#### [PROBLEM TO SOLVE]
With both ends included, transcribe exactly the records below from their first line to the line that contains "Target: stem".

*** LISTED ENTRIES ***

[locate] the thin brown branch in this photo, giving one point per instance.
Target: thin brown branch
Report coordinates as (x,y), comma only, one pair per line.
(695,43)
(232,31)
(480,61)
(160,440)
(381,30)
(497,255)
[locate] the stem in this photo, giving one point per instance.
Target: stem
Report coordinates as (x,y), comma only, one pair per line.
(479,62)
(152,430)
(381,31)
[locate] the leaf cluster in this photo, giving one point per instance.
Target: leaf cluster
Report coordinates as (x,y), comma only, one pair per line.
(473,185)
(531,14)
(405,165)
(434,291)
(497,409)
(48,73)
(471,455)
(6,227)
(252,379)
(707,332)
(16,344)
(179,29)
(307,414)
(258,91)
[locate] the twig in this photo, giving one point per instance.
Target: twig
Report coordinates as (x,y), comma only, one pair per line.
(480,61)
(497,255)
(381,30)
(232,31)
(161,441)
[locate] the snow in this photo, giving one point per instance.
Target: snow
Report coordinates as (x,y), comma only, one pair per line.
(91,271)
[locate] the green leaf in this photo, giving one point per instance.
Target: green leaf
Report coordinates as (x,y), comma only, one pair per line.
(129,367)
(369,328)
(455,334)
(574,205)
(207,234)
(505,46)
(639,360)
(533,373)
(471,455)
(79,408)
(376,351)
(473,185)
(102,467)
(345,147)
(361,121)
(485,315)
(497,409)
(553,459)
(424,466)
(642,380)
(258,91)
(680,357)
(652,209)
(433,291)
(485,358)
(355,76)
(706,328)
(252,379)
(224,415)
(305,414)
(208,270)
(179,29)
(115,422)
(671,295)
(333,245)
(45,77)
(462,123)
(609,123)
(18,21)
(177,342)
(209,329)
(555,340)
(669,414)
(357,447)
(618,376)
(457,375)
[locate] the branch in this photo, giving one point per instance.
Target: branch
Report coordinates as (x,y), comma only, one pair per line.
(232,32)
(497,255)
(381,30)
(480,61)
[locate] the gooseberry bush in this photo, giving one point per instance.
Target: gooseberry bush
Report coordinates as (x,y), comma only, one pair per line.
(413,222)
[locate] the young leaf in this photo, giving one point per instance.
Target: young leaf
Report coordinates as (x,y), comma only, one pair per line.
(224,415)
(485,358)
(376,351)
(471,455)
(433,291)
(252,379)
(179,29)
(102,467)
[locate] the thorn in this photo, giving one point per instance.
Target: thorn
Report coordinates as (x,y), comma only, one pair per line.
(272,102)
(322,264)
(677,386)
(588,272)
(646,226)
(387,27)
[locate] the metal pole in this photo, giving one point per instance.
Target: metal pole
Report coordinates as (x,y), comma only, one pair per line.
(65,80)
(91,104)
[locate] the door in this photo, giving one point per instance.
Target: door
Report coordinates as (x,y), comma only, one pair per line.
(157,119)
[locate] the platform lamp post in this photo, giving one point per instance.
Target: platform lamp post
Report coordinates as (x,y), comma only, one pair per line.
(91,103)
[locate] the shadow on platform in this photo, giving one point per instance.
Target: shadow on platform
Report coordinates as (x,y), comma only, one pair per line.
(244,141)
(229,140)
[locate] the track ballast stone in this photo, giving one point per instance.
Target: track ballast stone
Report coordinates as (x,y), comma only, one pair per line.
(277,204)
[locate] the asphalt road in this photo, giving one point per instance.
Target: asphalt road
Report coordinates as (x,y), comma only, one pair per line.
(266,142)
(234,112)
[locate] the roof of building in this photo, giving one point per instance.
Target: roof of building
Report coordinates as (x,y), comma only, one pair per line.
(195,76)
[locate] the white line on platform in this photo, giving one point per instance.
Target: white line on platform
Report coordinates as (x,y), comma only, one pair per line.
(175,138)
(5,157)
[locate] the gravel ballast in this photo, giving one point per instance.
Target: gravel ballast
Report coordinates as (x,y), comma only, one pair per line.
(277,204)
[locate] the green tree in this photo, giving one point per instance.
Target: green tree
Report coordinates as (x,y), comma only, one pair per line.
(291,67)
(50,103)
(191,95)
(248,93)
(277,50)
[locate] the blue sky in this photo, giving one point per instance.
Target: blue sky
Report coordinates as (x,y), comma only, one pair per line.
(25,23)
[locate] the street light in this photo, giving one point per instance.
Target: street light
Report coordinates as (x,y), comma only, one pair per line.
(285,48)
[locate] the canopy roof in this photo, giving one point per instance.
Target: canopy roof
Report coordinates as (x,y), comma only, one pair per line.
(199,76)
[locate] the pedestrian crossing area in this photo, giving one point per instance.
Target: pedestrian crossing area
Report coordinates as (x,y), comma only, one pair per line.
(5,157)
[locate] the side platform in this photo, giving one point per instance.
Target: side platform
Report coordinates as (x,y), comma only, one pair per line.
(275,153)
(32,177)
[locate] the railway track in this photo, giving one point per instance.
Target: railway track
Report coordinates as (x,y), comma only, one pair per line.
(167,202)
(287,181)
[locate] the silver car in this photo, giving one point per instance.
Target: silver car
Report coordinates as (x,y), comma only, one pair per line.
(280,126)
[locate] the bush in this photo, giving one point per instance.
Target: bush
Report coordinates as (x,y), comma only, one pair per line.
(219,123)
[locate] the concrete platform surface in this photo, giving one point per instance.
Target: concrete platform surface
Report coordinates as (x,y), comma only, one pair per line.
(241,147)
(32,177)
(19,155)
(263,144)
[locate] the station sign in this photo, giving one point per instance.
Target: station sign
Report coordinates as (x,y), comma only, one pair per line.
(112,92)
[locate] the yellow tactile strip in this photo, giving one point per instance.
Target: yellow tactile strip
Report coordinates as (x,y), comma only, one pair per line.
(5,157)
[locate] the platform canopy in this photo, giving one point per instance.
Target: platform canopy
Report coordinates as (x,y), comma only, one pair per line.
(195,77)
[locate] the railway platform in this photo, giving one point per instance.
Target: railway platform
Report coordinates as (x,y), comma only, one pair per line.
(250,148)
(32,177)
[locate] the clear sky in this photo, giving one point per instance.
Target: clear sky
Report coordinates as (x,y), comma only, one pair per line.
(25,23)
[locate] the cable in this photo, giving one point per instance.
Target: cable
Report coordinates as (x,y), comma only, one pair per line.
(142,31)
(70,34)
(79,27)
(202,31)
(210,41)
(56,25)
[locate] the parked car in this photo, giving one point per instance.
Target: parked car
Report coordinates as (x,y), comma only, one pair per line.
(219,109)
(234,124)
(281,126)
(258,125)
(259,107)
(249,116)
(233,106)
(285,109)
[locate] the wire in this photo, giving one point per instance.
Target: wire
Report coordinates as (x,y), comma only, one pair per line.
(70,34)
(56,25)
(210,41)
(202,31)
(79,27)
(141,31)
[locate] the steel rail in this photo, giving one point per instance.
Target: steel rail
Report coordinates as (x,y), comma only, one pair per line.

*** End of LISTED ENTRIES ***

#### [RESULT BELOW]
[locate] the thin brown branch in this photo, giving one point per instance.
Target: thin brown branch
Report coordinates as (x,y), comma only, one pair per line.
(695,43)
(232,31)
(480,61)
(160,440)
(381,30)
(497,255)
[locate] the stem in this photo, giving one point per instance.
Target: stem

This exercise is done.